◆ 提示文 ◆
# # # # # # #
例えば、好適な粘着剤としては、種々の溶剤系粘着剤、水系(エマルジョン系)粘着剤等が挙げられる。人の皮脂汚れを除去する目的には、特に溶剤系粘着剤が好ましい。
ベースポリマー別には、好適な粘着剤として、アクリル系粘着剤、天然ゴム系粘着剤、ウレタン系粘着剤、シリコーン系粘着剤、等が挙げられる。特にアクリル系粘着剤、天然ゴム系粘着剤、ウレタン系粘着剤が好ましい。
# # # # # # #
◆ 資料 ◆
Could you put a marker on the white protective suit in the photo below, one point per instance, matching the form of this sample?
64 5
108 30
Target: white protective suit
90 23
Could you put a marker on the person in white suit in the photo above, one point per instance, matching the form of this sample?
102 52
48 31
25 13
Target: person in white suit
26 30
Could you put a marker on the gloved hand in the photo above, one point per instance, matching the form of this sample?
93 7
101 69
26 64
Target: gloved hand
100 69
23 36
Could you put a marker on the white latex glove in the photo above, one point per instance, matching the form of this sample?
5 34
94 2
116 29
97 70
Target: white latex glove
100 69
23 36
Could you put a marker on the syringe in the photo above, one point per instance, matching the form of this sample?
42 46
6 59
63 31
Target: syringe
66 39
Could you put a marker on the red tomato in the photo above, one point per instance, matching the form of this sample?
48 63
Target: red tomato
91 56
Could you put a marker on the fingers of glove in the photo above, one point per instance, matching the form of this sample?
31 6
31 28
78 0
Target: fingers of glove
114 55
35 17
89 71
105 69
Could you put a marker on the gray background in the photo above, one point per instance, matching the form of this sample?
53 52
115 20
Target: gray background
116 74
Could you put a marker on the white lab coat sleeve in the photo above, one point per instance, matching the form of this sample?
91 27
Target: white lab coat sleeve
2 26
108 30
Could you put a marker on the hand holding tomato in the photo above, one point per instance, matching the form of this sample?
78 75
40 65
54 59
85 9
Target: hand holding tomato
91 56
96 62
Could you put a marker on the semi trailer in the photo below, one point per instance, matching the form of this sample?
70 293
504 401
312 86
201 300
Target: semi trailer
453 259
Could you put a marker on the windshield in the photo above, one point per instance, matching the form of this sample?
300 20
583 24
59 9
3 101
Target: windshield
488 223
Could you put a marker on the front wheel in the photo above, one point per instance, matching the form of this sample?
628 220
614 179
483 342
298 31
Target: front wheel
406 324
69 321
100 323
# # # # # # #
◆ 作業内容 ◆
• a. 粘着剤に関する提示文から「人の皮脂汚れを除去する目的には、特に溶剤系粘着剤が好ましい。」という一文を英語に訳してください。
• b. 粘着剤に関する提示文を、その最後の文の次から書き継いでください。
資料は使わなくてかまいません。

◆ 各作業の解答 ◆
• a. For the purpose of removing human sebum stains, solvent-based adhesives are particularly preferred.

• b.
[0027] なかでも、粘着剤は、ベースポリマー(ポリマー成分のなかの主成分、主たる粘着性成分)として、アクリル系ポリマーを含有するアクリル系粘着剤であることが好ましい。ここで『アクリル系ポリマー』とは、典型的には、(メタ)アクリル酸アルキルエステルを主モノマーとして含み、この主モノマーと共重合性を有する副モノマーをさらに含んでよいモノマー原料(単一モノマーまたはモノマー混合物)を重合することによって合成された重合体(共重合体)である。なお、『(メタ)アクリレート』とは、アクリレートおよびメタクリレートを包括的に指す意味である。同様に、『(メタ)アクリロイル』はアクリロイルおよびメタクリロイルを、『(メタ)アクリル』はアクリルおよびメタクリルを、それぞれ包括的に指す意味である。
[0028] 上記(メタ)アクリル酸アルキルエステルとしては、例えば式:
CH2=CR1COOR2
で表わされる化合物を好適に用いることができる。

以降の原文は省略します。